→ **Consegna**:
Indica che cosa, secondo il testo sull'identità dell'Avatar, rende le nostre inibizioni molto meno efficaci nei rapporti interpersonali.

═══ Testo di lettura ═══

Non sono discussioni inutili, tutt’altro. Occorre tuttavia, a mio parere, portare la discussione ad un livello concreto, per poter cogliere l’effettiva novità di una rappresentazione della persona, caratterizzata dall’Avatar, che comincia ad assumere una propria precisa identità. Questa nuova identità si realizza muovendosi e lavorando, discutendo e partecipando, creando e progettando, in un ambiente che di virtuale ha solo l’apparenza, e in una comunità in cui gli interlocutori hanno anch’essi la propria specifica identità.
E’ indiscutibile che quando mi siedo davanti al Computer ed entro nell’ambiente virtuale sono me stesso e non un altro, con la mia cultura, la mia esperienza, i miei valori. Tutto quanto fa parte di me si manifesta nel mio Avatar, egli non è “altro” da me, sono io.
Tuttavia, l’ambiente virtuale, per le proprie caratteristiche, e per la possibilità di interagire con vincoli e assiomi un po’ “diversi” dalla vita reale, consente una serie di comportamenti e di interazioni che non avremmo la possibilità, la voglia, o addirittura il coraggio, di portare avanti nella vita quotidiana. Queste azioni, ovviamente, possono essere di diverso tipo, positive o negative. Si sviluppano capacità artistiche, relazionali, culturali, che per motivi diversi non siamo in grado, o non vogliamo, realizzare in Real Life. Tra queste caratteristiche rientrano, purtroppo, anche quelle negative, e a volte criminali. Ci troviamo in un ambiente, senz’ombra di dubbio, con molti meno vincoli al nostro comportamento.
Detto questo, per tracciare i contorni, e mettere dei paletti, alle fantasie e alle sciocchezze che spesso si leggono in giro, è importante guardare con oggettività a questi nuovi modelli di comportamento, consapevoli di avere di fronte personalità che non sono esattamente quelle che incontreremmo per strada o al bar, ed i cui comportamenti non sono sempre quelli che ci aspetteremmo nella vita Reale. Il fatto di avere meno vincoli (meno, non nessun vincolo…) rende le persone molto meno reticenti e più disponibili, ma apre anche la possibilità a camuffamenti, menzogne o slealtà di ogni tipo, poiché l’anonimato è uno scudo potente e rende le nostre inibizioni molto meno efficaci, in ambito di rapporti interpersonali. Cercherò di coinvolgere qualche amico psicologo in questa discussione, ma per il momento tentiamo di arrivare a qualche considerazione condivisa.

═══ Estratto del materiale ═══

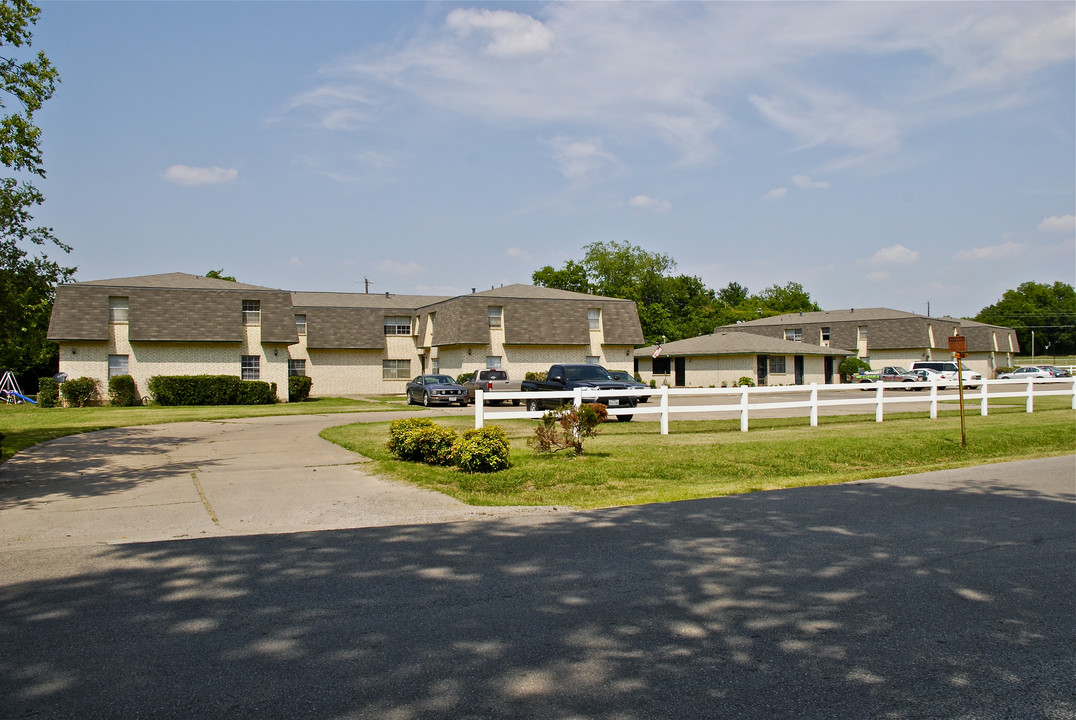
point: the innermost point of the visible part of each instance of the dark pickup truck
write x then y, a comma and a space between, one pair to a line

═══

→ **Risposta corretta**:
L'anonimato, che è uno scudo potente.